#### What the task requires:
Identify each line of the listing below that contains the string "stone" and copy those lines. The match is case-sensitive.

** Begin Dataset **

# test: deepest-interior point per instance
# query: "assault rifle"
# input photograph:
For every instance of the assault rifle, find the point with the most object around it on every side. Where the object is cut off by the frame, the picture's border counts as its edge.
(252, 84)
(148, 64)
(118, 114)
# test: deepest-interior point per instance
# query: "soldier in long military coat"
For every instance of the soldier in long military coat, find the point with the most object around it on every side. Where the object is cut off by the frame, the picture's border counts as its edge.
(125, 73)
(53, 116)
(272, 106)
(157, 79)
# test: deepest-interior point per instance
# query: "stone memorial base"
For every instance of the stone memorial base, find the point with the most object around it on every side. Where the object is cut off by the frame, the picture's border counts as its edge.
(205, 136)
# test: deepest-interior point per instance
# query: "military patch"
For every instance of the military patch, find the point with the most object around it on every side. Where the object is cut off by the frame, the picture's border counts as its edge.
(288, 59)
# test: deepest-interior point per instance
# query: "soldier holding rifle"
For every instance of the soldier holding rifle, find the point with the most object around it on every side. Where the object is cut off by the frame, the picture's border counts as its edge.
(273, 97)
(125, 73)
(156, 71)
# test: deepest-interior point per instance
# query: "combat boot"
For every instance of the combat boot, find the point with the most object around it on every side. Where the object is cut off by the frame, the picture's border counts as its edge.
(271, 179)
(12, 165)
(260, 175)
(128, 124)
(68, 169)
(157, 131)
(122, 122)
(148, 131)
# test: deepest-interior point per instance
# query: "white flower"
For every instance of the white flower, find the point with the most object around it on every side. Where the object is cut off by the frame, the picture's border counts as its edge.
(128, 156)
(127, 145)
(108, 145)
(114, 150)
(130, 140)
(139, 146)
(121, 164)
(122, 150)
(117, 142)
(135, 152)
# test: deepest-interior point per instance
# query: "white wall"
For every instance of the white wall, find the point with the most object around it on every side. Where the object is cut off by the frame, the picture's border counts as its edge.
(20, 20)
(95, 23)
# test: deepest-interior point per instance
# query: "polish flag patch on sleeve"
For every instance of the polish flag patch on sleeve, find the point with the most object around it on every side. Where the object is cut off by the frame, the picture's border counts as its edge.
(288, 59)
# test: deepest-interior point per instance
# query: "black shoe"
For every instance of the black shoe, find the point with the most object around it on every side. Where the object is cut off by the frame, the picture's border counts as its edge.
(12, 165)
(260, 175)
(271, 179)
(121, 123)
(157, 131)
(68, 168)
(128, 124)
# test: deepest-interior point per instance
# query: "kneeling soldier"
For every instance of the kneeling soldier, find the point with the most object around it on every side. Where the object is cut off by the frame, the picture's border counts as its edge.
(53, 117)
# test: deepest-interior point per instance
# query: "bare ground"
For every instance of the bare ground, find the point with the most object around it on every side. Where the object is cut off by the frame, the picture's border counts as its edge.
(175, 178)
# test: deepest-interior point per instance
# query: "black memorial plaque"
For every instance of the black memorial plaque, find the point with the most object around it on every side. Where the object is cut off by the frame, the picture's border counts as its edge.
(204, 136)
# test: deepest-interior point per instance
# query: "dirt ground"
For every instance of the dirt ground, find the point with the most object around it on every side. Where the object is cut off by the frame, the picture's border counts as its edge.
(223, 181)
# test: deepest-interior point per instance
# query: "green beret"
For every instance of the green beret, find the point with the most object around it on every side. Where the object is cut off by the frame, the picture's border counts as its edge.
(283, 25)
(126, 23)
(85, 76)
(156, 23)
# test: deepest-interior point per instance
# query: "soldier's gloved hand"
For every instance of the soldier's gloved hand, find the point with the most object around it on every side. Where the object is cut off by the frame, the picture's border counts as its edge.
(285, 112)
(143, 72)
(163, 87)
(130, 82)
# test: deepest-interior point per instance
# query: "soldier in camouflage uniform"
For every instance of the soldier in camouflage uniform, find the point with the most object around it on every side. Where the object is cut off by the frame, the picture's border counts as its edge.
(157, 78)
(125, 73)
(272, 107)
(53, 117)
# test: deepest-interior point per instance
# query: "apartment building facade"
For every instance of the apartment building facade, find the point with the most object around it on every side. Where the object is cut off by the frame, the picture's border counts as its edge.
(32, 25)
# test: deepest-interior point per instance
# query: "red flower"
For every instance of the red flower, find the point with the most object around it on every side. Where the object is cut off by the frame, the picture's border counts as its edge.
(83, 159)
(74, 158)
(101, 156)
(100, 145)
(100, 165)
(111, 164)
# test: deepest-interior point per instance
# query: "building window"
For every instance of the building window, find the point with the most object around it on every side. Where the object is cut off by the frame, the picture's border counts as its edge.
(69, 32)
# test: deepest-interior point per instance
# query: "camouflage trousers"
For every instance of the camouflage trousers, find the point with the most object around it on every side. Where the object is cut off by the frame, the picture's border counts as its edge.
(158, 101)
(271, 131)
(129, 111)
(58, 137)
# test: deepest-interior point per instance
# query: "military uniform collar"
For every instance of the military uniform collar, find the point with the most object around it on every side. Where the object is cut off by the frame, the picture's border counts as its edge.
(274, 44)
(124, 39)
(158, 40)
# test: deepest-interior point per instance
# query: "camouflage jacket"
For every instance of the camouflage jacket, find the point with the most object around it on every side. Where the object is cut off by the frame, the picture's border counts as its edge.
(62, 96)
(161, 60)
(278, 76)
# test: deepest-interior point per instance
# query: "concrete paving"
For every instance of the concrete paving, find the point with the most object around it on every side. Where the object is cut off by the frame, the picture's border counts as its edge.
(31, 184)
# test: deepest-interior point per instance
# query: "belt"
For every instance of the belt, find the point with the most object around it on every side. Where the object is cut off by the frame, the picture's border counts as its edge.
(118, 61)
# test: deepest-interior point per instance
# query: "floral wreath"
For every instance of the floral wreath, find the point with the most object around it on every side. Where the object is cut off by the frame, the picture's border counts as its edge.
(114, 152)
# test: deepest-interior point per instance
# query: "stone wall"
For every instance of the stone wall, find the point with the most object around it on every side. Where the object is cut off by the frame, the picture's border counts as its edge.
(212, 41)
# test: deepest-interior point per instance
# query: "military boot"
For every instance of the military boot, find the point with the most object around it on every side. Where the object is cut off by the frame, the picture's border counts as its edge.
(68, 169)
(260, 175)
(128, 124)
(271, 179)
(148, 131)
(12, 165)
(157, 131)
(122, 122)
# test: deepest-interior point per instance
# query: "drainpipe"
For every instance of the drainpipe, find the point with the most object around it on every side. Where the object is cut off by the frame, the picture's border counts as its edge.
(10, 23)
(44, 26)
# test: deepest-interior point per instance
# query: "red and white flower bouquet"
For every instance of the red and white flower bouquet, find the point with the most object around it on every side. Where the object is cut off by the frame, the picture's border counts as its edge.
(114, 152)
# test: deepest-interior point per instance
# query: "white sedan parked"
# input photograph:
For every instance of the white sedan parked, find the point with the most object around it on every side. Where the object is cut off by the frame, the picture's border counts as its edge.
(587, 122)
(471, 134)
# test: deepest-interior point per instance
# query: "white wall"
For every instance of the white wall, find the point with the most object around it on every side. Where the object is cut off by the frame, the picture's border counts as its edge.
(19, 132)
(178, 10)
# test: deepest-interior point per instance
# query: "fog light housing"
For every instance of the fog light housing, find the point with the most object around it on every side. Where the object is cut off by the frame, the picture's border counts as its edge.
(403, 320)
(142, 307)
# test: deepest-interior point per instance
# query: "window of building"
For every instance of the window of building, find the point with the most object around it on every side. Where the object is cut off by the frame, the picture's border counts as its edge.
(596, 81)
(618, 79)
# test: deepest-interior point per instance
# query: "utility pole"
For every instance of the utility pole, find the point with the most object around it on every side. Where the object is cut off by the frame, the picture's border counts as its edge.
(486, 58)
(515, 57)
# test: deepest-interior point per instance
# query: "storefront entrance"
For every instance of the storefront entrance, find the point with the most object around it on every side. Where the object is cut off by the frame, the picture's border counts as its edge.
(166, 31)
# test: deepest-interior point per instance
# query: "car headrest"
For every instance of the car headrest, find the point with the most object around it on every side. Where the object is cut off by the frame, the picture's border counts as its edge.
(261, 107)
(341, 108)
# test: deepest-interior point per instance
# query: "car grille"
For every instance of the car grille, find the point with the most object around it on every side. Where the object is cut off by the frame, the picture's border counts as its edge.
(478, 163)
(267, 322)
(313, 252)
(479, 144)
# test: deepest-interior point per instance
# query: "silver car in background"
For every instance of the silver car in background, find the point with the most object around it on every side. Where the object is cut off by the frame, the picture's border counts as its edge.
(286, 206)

** End Dataset **

#### Exercise answer:
# query: "stone memorial base"
For every instance of the stone memorial base, find the point with the most object around it on every side. Where the object is cut off by the frame, the picture's border counts as its edge.
# query: "stone wall"
For every instance of the stone wall, find the point with the most object around it on every side. Where the object is cut off by the frame, the picture's border counts as its edge.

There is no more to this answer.